• EXERCISE BRIEF:
Looking through the data, please report how many lines contain the string "woman", giving nothing but the number.

• EXTRACTED DATA:
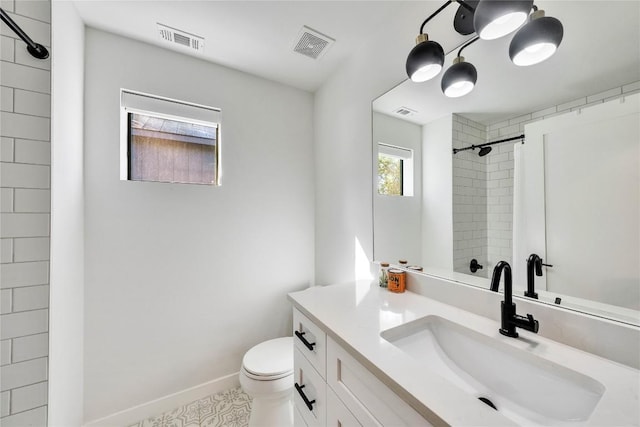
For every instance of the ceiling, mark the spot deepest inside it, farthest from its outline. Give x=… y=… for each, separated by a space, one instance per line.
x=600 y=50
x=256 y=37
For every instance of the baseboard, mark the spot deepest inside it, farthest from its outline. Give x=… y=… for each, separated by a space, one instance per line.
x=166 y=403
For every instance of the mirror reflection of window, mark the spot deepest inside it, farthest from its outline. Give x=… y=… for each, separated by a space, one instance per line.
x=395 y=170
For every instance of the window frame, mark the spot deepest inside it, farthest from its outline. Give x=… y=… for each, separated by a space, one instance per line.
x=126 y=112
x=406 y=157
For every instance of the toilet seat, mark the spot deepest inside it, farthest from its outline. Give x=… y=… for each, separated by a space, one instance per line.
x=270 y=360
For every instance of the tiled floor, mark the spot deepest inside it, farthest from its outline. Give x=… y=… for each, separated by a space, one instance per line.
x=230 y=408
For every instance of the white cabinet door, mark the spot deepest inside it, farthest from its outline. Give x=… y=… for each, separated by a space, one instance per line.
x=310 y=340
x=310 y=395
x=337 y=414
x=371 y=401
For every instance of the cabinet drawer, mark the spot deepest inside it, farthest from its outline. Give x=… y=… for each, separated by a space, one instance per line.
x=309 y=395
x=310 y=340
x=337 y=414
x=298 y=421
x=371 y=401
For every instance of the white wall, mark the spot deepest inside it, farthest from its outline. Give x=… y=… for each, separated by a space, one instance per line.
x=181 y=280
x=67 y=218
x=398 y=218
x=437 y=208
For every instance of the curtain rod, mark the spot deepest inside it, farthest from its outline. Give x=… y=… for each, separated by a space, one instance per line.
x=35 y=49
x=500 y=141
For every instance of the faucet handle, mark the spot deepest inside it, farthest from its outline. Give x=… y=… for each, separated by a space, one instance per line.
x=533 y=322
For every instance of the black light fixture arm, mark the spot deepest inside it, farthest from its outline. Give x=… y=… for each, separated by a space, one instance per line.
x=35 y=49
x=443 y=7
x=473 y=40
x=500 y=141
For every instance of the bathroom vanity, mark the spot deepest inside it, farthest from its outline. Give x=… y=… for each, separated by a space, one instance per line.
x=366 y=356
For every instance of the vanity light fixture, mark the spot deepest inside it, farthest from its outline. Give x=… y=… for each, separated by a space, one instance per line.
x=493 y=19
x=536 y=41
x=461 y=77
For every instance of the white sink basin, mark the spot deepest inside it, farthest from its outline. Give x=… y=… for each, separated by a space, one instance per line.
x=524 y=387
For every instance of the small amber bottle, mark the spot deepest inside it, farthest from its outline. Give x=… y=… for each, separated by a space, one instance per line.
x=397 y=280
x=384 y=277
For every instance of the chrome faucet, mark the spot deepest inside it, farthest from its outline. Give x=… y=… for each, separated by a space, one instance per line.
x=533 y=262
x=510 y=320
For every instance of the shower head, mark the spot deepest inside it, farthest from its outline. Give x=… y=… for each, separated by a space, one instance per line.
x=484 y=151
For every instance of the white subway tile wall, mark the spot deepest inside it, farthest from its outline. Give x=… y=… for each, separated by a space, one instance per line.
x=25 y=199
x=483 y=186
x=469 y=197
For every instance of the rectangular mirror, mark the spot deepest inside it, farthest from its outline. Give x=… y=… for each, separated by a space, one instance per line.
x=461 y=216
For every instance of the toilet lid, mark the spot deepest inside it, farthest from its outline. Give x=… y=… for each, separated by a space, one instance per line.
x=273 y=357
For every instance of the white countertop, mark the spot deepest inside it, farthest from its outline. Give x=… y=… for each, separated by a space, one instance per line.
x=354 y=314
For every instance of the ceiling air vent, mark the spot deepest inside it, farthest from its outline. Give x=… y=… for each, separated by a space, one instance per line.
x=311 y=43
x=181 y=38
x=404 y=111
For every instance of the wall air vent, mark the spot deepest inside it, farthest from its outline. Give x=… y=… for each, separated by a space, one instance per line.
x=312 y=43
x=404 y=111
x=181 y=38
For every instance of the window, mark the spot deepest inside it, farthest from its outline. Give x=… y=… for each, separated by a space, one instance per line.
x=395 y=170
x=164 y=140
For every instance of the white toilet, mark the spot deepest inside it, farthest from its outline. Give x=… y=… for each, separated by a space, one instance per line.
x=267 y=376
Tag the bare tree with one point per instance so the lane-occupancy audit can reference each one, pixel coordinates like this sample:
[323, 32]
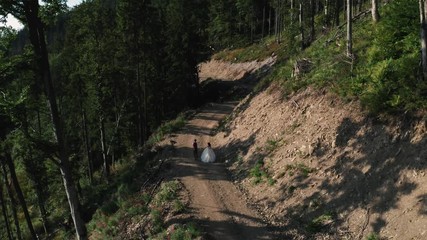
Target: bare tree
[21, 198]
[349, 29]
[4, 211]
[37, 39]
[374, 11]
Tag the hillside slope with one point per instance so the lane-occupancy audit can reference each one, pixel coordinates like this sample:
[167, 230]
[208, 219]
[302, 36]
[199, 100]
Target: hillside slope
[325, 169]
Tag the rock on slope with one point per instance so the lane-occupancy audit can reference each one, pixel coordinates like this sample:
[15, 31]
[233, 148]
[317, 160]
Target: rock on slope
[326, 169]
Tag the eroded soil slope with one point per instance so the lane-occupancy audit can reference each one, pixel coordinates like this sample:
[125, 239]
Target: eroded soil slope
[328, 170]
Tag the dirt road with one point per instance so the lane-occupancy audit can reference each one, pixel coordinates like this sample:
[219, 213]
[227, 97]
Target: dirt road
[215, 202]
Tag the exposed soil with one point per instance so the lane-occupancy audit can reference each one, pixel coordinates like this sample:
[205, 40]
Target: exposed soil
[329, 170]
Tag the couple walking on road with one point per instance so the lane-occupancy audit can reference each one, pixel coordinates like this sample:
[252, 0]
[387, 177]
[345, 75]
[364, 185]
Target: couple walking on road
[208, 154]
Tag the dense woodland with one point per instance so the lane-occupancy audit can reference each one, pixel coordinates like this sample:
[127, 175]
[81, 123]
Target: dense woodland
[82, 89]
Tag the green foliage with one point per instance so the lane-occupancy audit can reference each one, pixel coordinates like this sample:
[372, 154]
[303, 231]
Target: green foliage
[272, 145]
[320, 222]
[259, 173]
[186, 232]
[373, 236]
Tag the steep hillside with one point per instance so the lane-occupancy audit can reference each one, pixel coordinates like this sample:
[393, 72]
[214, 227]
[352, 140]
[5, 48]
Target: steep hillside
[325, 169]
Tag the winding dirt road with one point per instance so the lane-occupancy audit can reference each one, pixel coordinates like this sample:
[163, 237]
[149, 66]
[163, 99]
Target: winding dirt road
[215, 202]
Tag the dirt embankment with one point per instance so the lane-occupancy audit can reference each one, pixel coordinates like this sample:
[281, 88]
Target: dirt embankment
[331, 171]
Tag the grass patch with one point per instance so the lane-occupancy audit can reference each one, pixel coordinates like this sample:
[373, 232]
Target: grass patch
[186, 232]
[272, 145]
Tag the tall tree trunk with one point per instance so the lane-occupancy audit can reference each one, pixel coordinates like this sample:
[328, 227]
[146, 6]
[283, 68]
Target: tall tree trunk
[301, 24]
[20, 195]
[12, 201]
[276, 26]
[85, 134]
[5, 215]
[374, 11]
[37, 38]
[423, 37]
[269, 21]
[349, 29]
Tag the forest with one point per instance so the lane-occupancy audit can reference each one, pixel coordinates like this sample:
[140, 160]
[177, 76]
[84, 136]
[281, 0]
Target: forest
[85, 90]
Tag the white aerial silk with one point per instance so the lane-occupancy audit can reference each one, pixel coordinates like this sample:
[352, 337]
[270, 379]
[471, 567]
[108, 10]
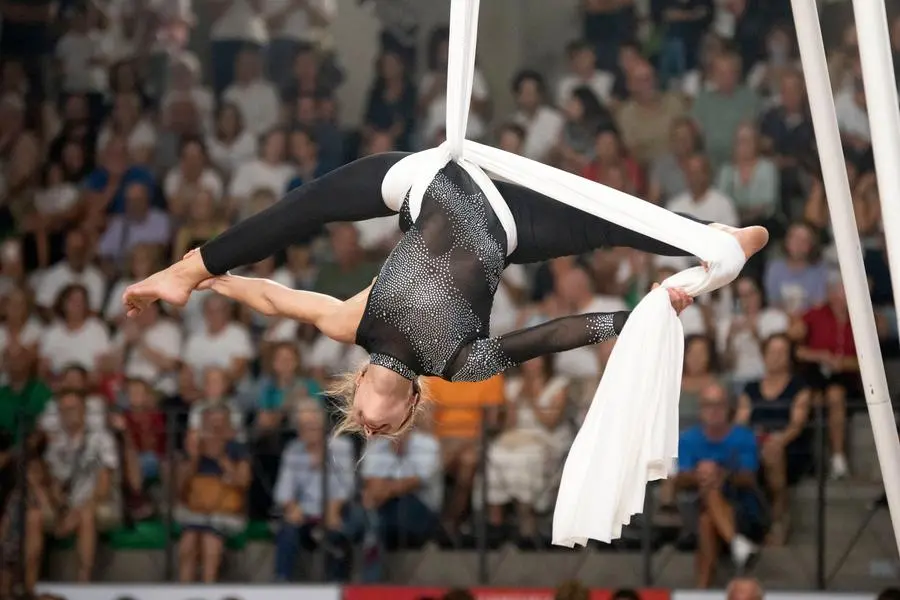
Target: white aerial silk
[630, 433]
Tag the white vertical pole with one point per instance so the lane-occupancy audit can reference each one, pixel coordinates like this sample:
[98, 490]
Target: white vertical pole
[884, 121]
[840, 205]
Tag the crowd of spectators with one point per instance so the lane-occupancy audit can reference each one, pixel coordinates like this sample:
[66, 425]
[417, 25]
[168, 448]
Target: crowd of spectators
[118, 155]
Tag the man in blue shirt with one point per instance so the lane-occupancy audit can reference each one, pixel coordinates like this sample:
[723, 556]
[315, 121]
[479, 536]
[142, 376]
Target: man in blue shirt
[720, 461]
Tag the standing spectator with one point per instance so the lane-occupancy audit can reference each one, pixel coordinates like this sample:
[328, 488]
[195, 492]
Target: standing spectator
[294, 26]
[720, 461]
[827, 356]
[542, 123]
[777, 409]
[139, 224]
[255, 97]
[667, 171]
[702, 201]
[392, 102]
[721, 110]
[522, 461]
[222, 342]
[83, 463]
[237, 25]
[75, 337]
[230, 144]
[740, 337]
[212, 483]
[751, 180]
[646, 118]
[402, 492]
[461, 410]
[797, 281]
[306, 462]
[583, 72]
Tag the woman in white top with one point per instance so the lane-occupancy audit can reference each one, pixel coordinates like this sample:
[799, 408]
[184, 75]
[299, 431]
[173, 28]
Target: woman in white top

• REPLY:
2